▶ _PROBLEM REQUIREMENTS_: Please rewrite the material from its start up to and including the line containing "M 119 505 L", with "stone doorway" replaced by "stone archway" and nothing else changed.

◇ ◇ ◇ ◇ ◇

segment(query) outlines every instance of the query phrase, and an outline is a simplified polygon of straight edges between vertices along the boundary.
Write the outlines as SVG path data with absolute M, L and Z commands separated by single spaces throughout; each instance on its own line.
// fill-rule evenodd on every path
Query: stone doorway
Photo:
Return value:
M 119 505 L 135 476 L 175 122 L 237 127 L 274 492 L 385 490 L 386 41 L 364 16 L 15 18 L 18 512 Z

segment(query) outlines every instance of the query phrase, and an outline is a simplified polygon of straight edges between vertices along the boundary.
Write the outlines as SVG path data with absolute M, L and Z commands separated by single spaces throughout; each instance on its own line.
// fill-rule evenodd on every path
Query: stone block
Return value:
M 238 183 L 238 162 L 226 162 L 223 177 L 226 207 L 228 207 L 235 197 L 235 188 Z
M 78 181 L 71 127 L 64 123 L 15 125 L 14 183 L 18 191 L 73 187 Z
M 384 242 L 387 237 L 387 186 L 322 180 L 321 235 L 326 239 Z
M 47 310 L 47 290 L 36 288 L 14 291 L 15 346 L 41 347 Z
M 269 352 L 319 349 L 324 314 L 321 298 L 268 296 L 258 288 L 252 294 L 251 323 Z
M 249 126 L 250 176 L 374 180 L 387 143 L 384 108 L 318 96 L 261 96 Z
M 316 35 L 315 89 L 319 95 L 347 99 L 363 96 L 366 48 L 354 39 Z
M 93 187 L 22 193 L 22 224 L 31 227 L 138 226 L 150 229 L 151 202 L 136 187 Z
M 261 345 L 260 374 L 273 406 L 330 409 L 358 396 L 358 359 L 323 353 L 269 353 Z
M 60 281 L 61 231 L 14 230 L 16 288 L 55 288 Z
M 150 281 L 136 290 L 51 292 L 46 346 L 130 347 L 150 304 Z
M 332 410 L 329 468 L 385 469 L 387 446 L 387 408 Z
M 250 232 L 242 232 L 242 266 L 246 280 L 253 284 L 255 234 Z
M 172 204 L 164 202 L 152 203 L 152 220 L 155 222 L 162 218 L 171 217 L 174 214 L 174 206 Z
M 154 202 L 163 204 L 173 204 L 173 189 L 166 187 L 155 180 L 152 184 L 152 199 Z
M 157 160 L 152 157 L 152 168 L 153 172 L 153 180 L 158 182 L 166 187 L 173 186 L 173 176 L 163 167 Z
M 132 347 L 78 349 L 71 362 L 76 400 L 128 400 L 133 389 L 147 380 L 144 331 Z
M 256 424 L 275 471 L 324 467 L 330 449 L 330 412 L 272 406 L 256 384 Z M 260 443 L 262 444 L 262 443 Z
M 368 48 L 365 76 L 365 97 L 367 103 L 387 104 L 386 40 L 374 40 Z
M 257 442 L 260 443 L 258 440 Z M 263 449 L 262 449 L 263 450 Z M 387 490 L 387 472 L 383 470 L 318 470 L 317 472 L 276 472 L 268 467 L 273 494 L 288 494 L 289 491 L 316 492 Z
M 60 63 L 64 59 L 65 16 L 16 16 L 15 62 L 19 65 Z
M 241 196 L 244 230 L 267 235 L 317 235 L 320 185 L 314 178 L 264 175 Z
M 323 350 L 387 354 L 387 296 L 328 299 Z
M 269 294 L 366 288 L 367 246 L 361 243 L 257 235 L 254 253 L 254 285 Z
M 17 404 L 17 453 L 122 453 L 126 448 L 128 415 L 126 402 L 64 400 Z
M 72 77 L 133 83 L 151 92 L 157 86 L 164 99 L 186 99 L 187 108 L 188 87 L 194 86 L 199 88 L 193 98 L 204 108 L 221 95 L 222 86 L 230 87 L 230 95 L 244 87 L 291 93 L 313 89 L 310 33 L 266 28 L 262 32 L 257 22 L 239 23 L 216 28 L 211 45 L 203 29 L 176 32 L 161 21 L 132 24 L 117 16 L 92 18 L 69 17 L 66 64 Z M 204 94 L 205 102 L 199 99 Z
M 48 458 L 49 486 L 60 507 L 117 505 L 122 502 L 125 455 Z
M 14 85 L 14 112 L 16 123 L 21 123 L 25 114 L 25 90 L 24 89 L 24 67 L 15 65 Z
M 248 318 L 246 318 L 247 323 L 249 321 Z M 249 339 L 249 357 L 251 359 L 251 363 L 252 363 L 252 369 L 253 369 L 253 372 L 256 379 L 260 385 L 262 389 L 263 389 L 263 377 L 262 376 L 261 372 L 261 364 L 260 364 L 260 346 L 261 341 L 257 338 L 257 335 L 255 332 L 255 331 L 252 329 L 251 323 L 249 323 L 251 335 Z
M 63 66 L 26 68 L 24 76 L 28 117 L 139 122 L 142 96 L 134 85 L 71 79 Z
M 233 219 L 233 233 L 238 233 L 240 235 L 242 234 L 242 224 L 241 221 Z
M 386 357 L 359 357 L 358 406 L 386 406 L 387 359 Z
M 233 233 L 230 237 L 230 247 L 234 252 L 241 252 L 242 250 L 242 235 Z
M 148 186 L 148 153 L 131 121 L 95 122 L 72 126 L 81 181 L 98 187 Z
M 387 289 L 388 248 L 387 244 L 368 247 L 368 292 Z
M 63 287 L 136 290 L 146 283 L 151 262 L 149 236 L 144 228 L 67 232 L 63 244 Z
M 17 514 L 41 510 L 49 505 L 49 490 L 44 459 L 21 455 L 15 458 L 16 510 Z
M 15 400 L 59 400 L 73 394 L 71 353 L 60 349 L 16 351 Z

◇ ◇ ◇ ◇ ◇

▶ _RESULT_:
segment(query) outlines every instance of the query phrase, and an outline is a simplified polygon of straight edges between vertices along the boundary.
Write the outlines as SVG path data with absolute M, L and Z commands separated by single spaces throughout; each instance on its own line.
// fill-rule evenodd on every path
Query: stone archway
Photo:
Return value:
M 119 505 L 135 476 L 175 122 L 237 127 L 274 492 L 385 490 L 386 41 L 364 16 L 15 18 L 18 512 Z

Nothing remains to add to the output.